*WORK TO BE COMPLETED*. Can you render every line of the records below as a Markdown table with the columns No. and Line, numbering the rows and leaving out blank lines?

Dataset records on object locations
^^^^^^^^

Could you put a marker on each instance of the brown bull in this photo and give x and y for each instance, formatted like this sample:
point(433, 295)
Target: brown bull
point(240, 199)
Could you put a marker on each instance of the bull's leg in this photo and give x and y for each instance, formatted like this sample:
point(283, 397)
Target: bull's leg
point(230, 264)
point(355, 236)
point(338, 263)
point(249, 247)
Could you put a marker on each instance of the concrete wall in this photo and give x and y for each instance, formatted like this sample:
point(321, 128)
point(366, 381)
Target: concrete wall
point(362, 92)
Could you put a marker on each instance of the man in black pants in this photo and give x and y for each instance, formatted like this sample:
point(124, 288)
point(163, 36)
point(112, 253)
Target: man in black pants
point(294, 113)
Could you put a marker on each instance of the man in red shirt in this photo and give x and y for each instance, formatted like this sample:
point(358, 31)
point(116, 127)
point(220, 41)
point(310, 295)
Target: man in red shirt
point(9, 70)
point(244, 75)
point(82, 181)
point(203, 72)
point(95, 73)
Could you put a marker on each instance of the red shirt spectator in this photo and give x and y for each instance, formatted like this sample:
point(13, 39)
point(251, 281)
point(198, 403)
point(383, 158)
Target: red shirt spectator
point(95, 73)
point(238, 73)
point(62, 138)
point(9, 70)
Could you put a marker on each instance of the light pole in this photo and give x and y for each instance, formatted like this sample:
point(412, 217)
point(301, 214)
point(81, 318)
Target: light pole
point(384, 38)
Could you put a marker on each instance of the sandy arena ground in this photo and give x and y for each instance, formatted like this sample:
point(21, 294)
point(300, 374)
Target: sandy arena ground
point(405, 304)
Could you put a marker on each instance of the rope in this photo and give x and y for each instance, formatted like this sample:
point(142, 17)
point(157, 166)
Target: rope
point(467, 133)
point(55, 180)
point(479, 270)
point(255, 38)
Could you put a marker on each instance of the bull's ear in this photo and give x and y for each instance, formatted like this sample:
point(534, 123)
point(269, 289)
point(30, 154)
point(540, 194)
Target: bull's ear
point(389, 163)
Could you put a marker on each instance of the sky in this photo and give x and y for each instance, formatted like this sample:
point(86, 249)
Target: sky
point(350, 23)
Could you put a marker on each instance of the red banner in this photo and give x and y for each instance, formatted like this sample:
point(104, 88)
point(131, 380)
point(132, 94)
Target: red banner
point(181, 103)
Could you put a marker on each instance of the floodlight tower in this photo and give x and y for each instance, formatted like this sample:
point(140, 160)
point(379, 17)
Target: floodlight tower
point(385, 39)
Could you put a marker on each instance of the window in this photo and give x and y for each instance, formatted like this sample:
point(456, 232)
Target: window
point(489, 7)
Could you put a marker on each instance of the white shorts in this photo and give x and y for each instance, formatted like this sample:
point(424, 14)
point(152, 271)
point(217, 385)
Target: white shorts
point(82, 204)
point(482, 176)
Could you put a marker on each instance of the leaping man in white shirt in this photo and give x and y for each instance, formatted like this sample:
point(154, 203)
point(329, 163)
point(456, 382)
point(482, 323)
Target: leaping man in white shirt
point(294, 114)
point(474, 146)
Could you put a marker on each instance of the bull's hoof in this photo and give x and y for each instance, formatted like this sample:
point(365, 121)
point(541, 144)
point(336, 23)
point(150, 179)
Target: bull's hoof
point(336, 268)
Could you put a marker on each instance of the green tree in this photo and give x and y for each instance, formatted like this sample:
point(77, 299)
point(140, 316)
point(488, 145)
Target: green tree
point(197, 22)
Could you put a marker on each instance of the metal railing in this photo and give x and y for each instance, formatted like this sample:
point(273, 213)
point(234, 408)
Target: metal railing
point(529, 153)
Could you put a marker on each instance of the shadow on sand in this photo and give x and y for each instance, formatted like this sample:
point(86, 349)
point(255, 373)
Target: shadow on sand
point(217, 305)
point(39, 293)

^^^^^^^^

*FINISHED ANSWER*.
| No. | Line |
|---|---|
| 1 | Could you put a marker on each instance of the brown bull in this photo and give x and y for each instance, formatted like this sample: |
| 2 | point(433, 295) |
| 3 | Target: brown bull |
| 4 | point(240, 199) |
| 5 | Could you put a marker on each instance of the bull's leg in this photo and give x and y for each instance, formatted like this sample: |
| 6 | point(283, 397) |
| 7 | Target: bull's leg |
| 8 | point(230, 264) |
| 9 | point(355, 236) |
| 10 | point(338, 263) |
| 11 | point(249, 247) |
| 12 | Could you put a marker on each instance of the concrete wall in this photo and give x and y for each instance, formatted like this sample: |
| 13 | point(321, 128) |
| 14 | point(366, 381) |
| 15 | Target: concrete wall |
| 16 | point(362, 92) |
| 17 | Could you put a marker on each instance of the man in black pants in this photo and give x and y for each instance, formatted like this sample: |
| 18 | point(124, 288) |
| 19 | point(163, 36) |
| 20 | point(112, 253) |
| 21 | Target: man in black pants |
| 22 | point(294, 113) |
| 23 | Could you put a marker on each instance of the man in red shirt in this photo and give x and y for each instance, formatted like this sample: |
| 24 | point(358, 31) |
| 25 | point(116, 127) |
| 26 | point(220, 41) |
| 27 | point(310, 295) |
| 28 | Target: man in red shirt |
| 29 | point(9, 70) |
| 30 | point(244, 75) |
| 31 | point(82, 181) |
| 32 | point(203, 72) |
| 33 | point(95, 73) |
| 34 | Could you put a marker on each instance of the red shirt spectator in this photo and give x and y for each instance, formatted like this sample: |
| 35 | point(13, 39) |
| 36 | point(251, 281) |
| 37 | point(198, 403) |
| 38 | point(383, 158) |
| 39 | Target: red shirt spectator |
| 40 | point(95, 73) |
| 41 | point(238, 73) |
| 42 | point(62, 138) |
| 43 | point(9, 70) |
| 44 | Could you put a marker on each instance of the light pole in this photo and give x and y for each instance, formatted like this sample: |
| 45 | point(412, 217) |
| 46 | point(301, 214) |
| 47 | point(81, 318) |
| 48 | Target: light pole |
| 49 | point(384, 38) |
| 50 | Could you put a marker on each instance of the sandy arena ground in this photo and give x and y for each instance, formatted like this sample: |
| 51 | point(21, 294) |
| 52 | point(300, 374) |
| 53 | Target: sandy arena ground |
| 54 | point(405, 304) |
| 55 | Could you put a marker on each instance of the rope in this photo and give x and y for each instance, formatted like this sample: |
| 56 | point(142, 17) |
| 57 | point(157, 166) |
| 58 | Target: rope |
| 59 | point(467, 133) |
| 60 | point(55, 180) |
| 61 | point(479, 270) |
| 62 | point(255, 38) |
| 63 | Could you put a marker on each instance of the bull's ear in this photo and give x and y for each instance, formatted like this sample: |
| 64 | point(534, 123) |
| 65 | point(269, 289) |
| 66 | point(30, 154) |
| 67 | point(540, 194) |
| 68 | Target: bull's ear |
| 69 | point(389, 163) |
| 70 | Could you put a marker on each instance of the sky in this photo and give x and y for each instance, formatted like this sample: |
| 71 | point(86, 249) |
| 72 | Target: sky |
| 73 | point(350, 23) |
| 74 | Could you put a marker on each instance of the red banner in this photo and give x and y for each instance, formatted like this sample: |
| 75 | point(104, 88) |
| 76 | point(131, 380) |
| 77 | point(132, 94) |
| 78 | Target: red banner |
| 79 | point(181, 103) |
| 80 | Could you put a marker on each instance of the floodlight tower in this photo and give x and y for each instance, formatted like this sample: |
| 81 | point(140, 160) |
| 82 | point(379, 17) |
| 83 | Target: floodlight tower |
| 84 | point(385, 39) |
| 85 | Could you put a marker on each instance of the window in this photo and give x and y for each instance, formatted like this sample: |
| 86 | point(456, 232) |
| 87 | Target: window |
| 88 | point(489, 7) |
| 89 | Could you put a marker on each instance of the white shorts in this photo and give x and y for each instance, formatted like this sample: |
| 90 | point(424, 14) |
| 91 | point(152, 271) |
| 92 | point(217, 385) |
| 93 | Target: white shorts |
| 94 | point(82, 204) |
| 95 | point(482, 176) |
| 96 | Could you put a marker on each instance of the leaping man in white shirt in this photo and give x and y for each instance, formatted like this sample: |
| 97 | point(154, 203) |
| 98 | point(329, 163) |
| 99 | point(456, 382) |
| 100 | point(482, 323) |
| 101 | Target: leaping man in white shirt |
| 102 | point(294, 114) |
| 103 | point(474, 146) |
| 104 | Could you put a marker on each instance of the bull's hoof in this photo and give x and y for each instance, formatted like this sample: |
| 105 | point(365, 121) |
| 106 | point(541, 144) |
| 107 | point(336, 23) |
| 108 | point(150, 179) |
| 109 | Target: bull's hoof |
| 110 | point(336, 268) |
| 111 | Could you put a marker on each instance of the green tree in this photo and give x and y for each instance, formatted like this sample: |
| 112 | point(77, 299) |
| 113 | point(140, 316) |
| 114 | point(488, 145) |
| 115 | Target: green tree |
| 116 | point(197, 22) |
| 117 | Could you put a marker on each instance of the metal railing in this photo and give x and y for each instance, formatted like this sample: |
| 118 | point(273, 213) |
| 119 | point(234, 408) |
| 120 | Target: metal railing |
| 121 | point(529, 153) |
| 122 | Could you put a marker on each instance of the shadow on sand in this photo and give x and y for each instance, formatted like this sample: |
| 123 | point(86, 349) |
| 124 | point(255, 373) |
| 125 | Target: shadow on sand |
| 126 | point(217, 305) |
| 127 | point(39, 293) |